- [Your objective]
Copy every row below word for word, from the first to the last, changing nothing.

- [Dataset items]
──────

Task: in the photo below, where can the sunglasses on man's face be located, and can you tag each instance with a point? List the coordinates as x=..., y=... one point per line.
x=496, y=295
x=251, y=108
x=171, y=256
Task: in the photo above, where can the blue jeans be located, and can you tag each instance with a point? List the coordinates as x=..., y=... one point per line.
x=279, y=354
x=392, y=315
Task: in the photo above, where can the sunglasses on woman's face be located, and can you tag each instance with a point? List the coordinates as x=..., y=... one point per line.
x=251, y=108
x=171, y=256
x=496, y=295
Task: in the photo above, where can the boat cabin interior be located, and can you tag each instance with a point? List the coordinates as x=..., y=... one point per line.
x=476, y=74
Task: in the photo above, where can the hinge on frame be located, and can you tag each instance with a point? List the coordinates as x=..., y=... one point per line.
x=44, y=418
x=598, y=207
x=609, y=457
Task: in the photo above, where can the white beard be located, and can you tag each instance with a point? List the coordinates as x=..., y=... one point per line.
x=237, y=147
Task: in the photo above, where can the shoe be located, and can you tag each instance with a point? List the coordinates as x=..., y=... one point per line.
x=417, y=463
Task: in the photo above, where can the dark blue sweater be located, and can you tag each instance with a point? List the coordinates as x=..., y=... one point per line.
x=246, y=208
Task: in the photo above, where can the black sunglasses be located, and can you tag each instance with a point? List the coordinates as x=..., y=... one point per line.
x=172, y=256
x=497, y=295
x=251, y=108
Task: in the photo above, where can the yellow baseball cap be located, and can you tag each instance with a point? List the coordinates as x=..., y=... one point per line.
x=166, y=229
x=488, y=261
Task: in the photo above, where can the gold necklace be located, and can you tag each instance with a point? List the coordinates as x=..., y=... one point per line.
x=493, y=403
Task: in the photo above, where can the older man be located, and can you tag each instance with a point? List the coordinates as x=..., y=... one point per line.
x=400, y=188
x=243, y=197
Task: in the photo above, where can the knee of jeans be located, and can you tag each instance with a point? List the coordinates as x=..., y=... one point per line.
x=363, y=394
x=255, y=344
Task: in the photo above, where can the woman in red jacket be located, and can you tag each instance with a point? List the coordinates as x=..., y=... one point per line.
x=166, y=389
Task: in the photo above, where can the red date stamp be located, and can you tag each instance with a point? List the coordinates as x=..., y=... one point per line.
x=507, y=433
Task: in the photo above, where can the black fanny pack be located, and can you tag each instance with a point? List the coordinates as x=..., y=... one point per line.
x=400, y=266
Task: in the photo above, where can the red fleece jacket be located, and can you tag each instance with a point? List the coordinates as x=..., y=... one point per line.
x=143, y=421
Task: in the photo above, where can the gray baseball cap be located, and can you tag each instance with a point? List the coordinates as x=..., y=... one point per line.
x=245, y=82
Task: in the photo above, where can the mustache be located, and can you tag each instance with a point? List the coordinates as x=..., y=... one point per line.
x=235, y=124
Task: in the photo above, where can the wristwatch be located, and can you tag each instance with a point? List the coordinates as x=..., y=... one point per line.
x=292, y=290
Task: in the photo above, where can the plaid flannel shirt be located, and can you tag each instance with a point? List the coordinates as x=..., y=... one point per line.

──────

- [Expected output]
Task: in the photo below, where can the sunglasses on man's face be located, and can you tag each instance with a point? List the coordinates as x=..., y=... one point per line.
x=496, y=295
x=251, y=108
x=171, y=256
Task: in the photo above, where can the blue jeans be located, and can you tag each instance with a point? List the coordinates as x=..., y=... one point per line.
x=279, y=354
x=392, y=315
Task: in the photo above, where can the sunglasses on woman's face be located, and can you tag each instance with a point? List the coordinates as x=..., y=... one point per line.
x=251, y=108
x=171, y=256
x=496, y=295
Task: in the photo above, where can the boat cabin interior be located, and can you tag each instance with a point? List the coordinates as x=..., y=... one point per line.
x=476, y=74
Task: in the photo above, where can the hinge on frame be located, and can you tag each instance with a point? List the coordinates as x=..., y=... one point per line.
x=44, y=418
x=598, y=207
x=609, y=457
Task: in the photo above, where can the white beard be located, and can you tag each instance with a point? List the coordinates as x=..., y=... one point per line.
x=237, y=147
Task: in the photo above, where can the shoe be located, and can you tag each instance with a point? List the coordinates as x=..., y=... one point per line.
x=417, y=463
Task: in the photo above, where can the dark blue sweater be located, and can you tag each instance with a point? List the coordinates as x=..., y=... one point per line.
x=246, y=208
Task: in the photo above, where can the black sunglasses be located, and can you tag each instance with a point? List the coordinates as x=..., y=... one point per line.
x=172, y=256
x=497, y=295
x=251, y=108
Task: in the photo above, where can the yellow baseball cap be located, and can you tag each instance with a point? List the coordinates as x=..., y=... one point per line.
x=166, y=229
x=488, y=261
Task: in the photo above, where can the gold necklace be located, and can you tag each instance with a point? List the coordinates as x=..., y=... one point per line.
x=493, y=403
Task: in the photo above, where can the older man be located, and can you tag each instance with a point? List the coordinates as x=..., y=... one point per line.
x=400, y=188
x=243, y=197
Task: in the photo above, where can the knee of jeans be located, and can you tag each instance with a point? List the coordinates as x=..., y=... one point per line.
x=363, y=394
x=255, y=344
Task: in the photo above, where can the woman in red jacket be located, and can you tag each instance with a point? List the coordinates as x=..., y=... one point per line.
x=166, y=389
Task: in the photo above, where can the red date stamp be located, and can you tag each instance with a point? List the coordinates as x=..., y=... one point per line.
x=507, y=433
Task: in the photo above, where can the black fanny pack be located, and can you tag each instance with a point? List the coordinates as x=..., y=... one point per line.
x=400, y=266
Task: in the photo above, where can the red fleece jacket be located, and can you tag each instance with a point? List the coordinates as x=..., y=... one point per line.
x=143, y=421
Task: in the photo above, where can the gray baseball cap be located, and can you tag each instance with a point? List the coordinates as x=..., y=... one point per line.
x=245, y=82
Task: in the photo above, where can the mustache be located, and can you tag each instance with a point? List the coordinates as x=..., y=... one point per line.
x=235, y=124
Task: in the photo above, where can the wristwatch be located, and can you tag each instance with a point? List the coordinates as x=..., y=... one point per line.
x=292, y=290
Task: in the photo above, where can the plaid flannel shirt be located, and can you tag each instance with a point? List the coordinates as x=..., y=... one point per line.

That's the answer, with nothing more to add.